Copy the lines below, swapping every "beige" for "khaki" and leaving everything else unchanged.

### Extracted records ###

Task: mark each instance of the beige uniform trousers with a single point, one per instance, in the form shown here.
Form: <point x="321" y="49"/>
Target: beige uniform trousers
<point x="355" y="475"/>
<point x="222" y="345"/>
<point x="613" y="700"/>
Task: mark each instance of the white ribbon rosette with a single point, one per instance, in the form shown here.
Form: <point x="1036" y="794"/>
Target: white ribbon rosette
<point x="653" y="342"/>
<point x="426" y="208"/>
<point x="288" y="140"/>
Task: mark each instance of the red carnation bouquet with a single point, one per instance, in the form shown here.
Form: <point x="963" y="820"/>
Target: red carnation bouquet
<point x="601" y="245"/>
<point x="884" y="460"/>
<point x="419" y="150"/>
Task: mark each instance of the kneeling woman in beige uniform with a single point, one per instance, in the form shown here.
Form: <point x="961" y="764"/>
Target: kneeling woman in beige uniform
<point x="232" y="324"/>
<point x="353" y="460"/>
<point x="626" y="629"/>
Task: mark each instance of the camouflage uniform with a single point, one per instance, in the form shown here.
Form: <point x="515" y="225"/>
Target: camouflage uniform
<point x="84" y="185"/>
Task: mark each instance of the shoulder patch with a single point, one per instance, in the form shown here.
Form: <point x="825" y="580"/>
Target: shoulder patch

###

--- Answer to this problem ---
Task: mark each instance of the khaki uniform trousers with a single point, one per instance, in the form shown here.
Form: <point x="321" y="49"/>
Target: khaki uniform trousers
<point x="355" y="475"/>
<point x="222" y="345"/>
<point x="613" y="700"/>
Task: mark each instance of the white ribbon rosette with a single point, one per instance, in the form shown here.
Form: <point x="1036" y="794"/>
Target: white ribbon rosette
<point x="653" y="342"/>
<point x="426" y="208"/>
<point x="288" y="140"/>
Task: mark each instance of the red carnation bouquet with a single point, one per instance, in the form shown here.
Form: <point x="963" y="820"/>
Target: red carnation bouquet
<point x="601" y="245"/>
<point x="884" y="460"/>
<point x="419" y="150"/>
Task: mark each instance of the kneeling woman in khaki uniform with a single point, one per instance, in the form shown here.
Form: <point x="961" y="764"/>
Target: kneeling woman in khaki uniform
<point x="232" y="324"/>
<point x="353" y="460"/>
<point x="626" y="629"/>
Task: mark each instance of the camouflage uniform with a single point, one per instance, in the form shown here.
Form: <point x="515" y="225"/>
Target: camouflage uniform
<point x="84" y="185"/>
Task: mark each instance of the shoulder patch with a single point, one per instance, in the form shown here.
Form: <point x="825" y="580"/>
Target: shoulder patch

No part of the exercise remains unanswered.